EXERCISE DETAILS
Reproduce word for word the part of the Plato Spatial Probe description starting at "The Plato Probe" and ending at "high deposition rate.".

TEXT PASSAGE
---*---

The Plato Spatial Probe is a Langmuir probe for deposition plasma. It scans across the bulk of a plasma to measure the uniformity of plasma parameters at different locations. It is designed to work in deposition plasmas even when an insulating layer is deposited on the probe surface.
The Plato Probe measures plasma parameters such as plasma density, ion current density and electron temperature at different locations across the plasma even when the plasma has a high deposition rate.
It is now possible to measure the uniformity of plasma parameters in a plasma depositing an insulating layer.
The Plato Spatial Probe comes complete with an automated linear drive system which measures the main parameters of plasma at different locations inside a plasma reactor. The Plato Spatial Probe is the first Langmuir probe on the market that can operate in a plasma with high deposition rates and key to its success is its ability to measure accurately the key plasma parameters through an insulating layer several microns thick. The deposition of insulating layers does not affect the accuracy of the probe's plasma characterisation.
The Plato Spatial Probe is a unique instrument enabling scientists to measure the electron density, Ion density, electron temperature and floating potential at different locations inside a plasma. The Plato Spatial Probe provides plasma parameter measurement in DC, RF, microwave, continuous and pulsed plasma. The Plato Spatial Probe has the most advanced patented technology on the market using ultra-fast biasing to penetrate the deposited film to obtain accurate characterisation of the real plasma parameters in a wide range of plasma applications.

---*---

RAW DATA

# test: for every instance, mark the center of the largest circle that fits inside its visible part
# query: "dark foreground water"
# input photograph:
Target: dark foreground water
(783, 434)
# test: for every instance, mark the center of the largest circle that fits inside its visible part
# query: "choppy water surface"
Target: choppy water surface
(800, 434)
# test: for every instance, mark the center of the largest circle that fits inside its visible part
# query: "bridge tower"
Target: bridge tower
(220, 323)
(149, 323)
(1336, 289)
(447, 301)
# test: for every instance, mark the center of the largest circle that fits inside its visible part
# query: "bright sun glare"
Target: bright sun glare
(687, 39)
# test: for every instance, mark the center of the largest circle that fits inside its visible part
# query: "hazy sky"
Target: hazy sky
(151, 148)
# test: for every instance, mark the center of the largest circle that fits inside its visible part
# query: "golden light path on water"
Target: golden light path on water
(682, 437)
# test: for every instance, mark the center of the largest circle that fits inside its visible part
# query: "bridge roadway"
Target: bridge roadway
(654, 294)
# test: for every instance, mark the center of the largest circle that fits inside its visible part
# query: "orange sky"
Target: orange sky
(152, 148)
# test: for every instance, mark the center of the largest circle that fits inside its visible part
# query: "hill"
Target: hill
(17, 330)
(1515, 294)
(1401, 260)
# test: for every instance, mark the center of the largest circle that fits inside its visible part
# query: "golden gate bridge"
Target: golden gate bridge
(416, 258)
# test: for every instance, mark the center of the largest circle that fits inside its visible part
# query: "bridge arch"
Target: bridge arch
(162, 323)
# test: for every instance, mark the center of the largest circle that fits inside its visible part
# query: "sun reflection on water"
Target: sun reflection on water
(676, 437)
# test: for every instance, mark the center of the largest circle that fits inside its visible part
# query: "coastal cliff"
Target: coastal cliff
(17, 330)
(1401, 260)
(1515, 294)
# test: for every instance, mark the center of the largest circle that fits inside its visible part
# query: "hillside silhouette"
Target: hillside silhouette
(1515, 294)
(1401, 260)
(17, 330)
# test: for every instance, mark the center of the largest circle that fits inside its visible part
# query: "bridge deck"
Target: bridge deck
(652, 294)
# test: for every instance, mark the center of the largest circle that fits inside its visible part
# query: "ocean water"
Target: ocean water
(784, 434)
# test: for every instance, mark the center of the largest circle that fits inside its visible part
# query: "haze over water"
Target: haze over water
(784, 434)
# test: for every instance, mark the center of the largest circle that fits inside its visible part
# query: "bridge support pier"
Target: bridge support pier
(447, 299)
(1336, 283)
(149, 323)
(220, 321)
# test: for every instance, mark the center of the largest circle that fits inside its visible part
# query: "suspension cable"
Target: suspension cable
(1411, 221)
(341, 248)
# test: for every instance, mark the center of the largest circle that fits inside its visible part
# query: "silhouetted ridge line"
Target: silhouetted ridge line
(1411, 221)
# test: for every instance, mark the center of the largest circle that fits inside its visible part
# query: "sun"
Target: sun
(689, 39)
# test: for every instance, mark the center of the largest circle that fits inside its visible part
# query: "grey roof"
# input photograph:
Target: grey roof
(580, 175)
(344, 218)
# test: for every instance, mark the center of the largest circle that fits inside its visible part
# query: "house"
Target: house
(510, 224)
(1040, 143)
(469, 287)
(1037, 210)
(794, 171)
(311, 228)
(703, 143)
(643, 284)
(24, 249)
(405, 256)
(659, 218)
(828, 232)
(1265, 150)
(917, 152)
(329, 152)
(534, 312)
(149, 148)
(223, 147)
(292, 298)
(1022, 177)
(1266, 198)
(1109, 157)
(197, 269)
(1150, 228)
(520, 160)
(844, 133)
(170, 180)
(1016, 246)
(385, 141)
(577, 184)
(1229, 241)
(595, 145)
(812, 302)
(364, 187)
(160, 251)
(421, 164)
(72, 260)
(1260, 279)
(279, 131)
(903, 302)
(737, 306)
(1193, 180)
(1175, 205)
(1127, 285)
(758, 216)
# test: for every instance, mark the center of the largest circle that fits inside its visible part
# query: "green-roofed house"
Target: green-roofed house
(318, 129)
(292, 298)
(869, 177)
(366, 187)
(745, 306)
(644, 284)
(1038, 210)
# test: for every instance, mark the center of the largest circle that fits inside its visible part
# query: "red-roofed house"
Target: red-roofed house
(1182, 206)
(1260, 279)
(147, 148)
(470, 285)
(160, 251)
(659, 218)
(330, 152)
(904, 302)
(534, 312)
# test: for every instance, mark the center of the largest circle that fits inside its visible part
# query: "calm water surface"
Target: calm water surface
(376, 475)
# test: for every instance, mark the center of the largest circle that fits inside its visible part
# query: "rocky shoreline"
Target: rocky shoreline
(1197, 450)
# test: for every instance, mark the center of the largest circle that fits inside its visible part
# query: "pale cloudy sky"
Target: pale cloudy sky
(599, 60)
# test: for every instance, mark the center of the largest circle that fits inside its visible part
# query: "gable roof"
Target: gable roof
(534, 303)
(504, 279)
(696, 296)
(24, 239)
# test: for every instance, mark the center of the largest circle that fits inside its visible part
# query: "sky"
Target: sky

---*---

SOLUTION TO THIS TASK
The Plato Probe measures plasma parameters such as plasma density, ion current density and electron temperature at different locations across the plasma even when the plasma has a high deposition rate.